Text segment:
Shell quote-processing is collapsing and concatenating what it thinks is all one argument. Your invocation is equivalent to

$ perl '-ienext unless /g/i'

It aborts immediately because perl parses this argument as containing -u, which triggers a core dump where execution of your code would begin. This is an old feature that was once used for creating pseudo-executables, but it is vestigial in nature these days.

What appears to be a call to eval is the misparse of -e 'ss /g/i'.

First clue

B::Deparse can your friend, provided you happen to be running on a system without dump support.

$ echo 1 | perl -MO=Deparse,-p -ie'next unless /g/i'
dump is not supported.
BEGIN { $^I = "enext"; }
BEGIN { $/ = "\n"; $\ = "\n"; }
LINE: while (defined(($_ = <ARGV>))) {
    chomp($_);
    (('ss' / 'g') / 'i');
}

So why does unle disappear? If you’re running Linux, you may not have even gotten as far as I did. The output above is from Perl on Cygwin, and the error about dump being unsupported is a clue.

Next clue

Of note from the perlrun documentation:

-u

This switch causes Perl to dump core after compiling your program. You can then in theory take this core dump and turn it into an executable file by using the undump program (not supplied). This speeds startup at the expense of some disk space (which you can minimize by stripping the executable). (Still, a "hello world" executable comes out to about 200K on my machine.) If you want to execute a portion of your program before dumping, use the dump operator instead. Note: availability of undump is platform specific and may not be available for a specific port of Perl.

Working hypothesis and confirmation

Perl’s argument processing sees the entire chunk as a single cluster of options because it begins with a dash. The -i option consumes the next word (enext), as we can see in the implementation for -i processing.

case 'i':
    Safefree(PL_inplace);
    [Cygwin-specific code elided -geb]
    {
        const char * const start = ++s;
        while (*s && !isSPACE(*s))
            ++s;

        PL_inplace = savepvn(start, s - start);
    }
    if (*s) {
        ++s;
        if (*s == '-')      /* Additional switches on #! line. */
            s++;
    }
    return s;

For the backup file’s extension, the code above from perl.c consumes up to the first whitespace character or end-of-string, whichever is first. If characters remain, the first must be whitespace, then skip it, and if the next is a dash then skip it also. In Perl, you might write this logic as

if ($$s =~ s/i(\S+)(?:\s-)//) {
  my $extension = $1;
  return $extension;
}

Then, all of -u, -n, -l, and -e are valid Perl options, so argument processing eats them and leaves the nonsensical

ss /g/i

as the argument to -e, which perl parses as a series of divisions. But before execution can even begin, the archaic -u causes perl to dump core.

Stated task A:
Decide whether each statement agrees with the text on Perl argument processing. Answer yes or no, and quote the words from the text that decide it.
(i) The -i option takes everything up to the first whitespace character or the end of the string as the backup file's extension.
(ii) The undump program is supplied with Perl.
(iii) The B::Deparse output shown came from Perl on Linux.

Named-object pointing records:

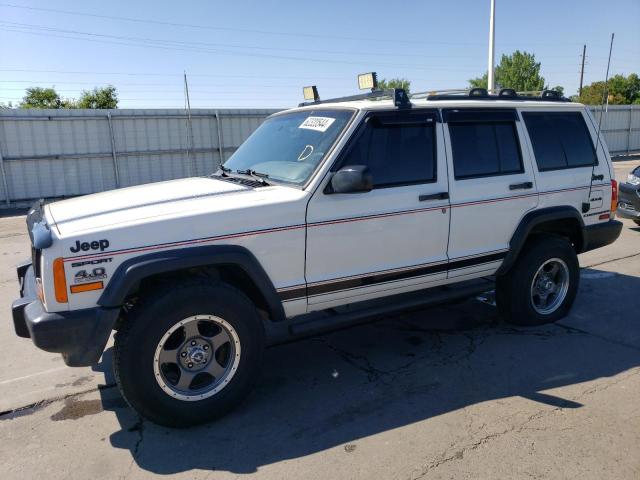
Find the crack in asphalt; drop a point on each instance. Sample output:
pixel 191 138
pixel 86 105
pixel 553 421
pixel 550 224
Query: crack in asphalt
pixel 541 414
pixel 40 404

Stated task B: Copy every line of the entries above verbatim, and leave out the pictures.

Problem solution A:
(i) Yes: "consumes up to the first whitespace character or end-of-string, whichever is first"
(ii) No: "the undump program (not supplied)"
(iii) No: "The output above is from Perl on Cygwin"

Problem solution B:
Find the crack in asphalt; drop a point on each instance. Sample output:
pixel 191 138
pixel 86 105
pixel 553 421
pixel 550 224
Query: crack in asphalt
pixel 541 414
pixel 40 404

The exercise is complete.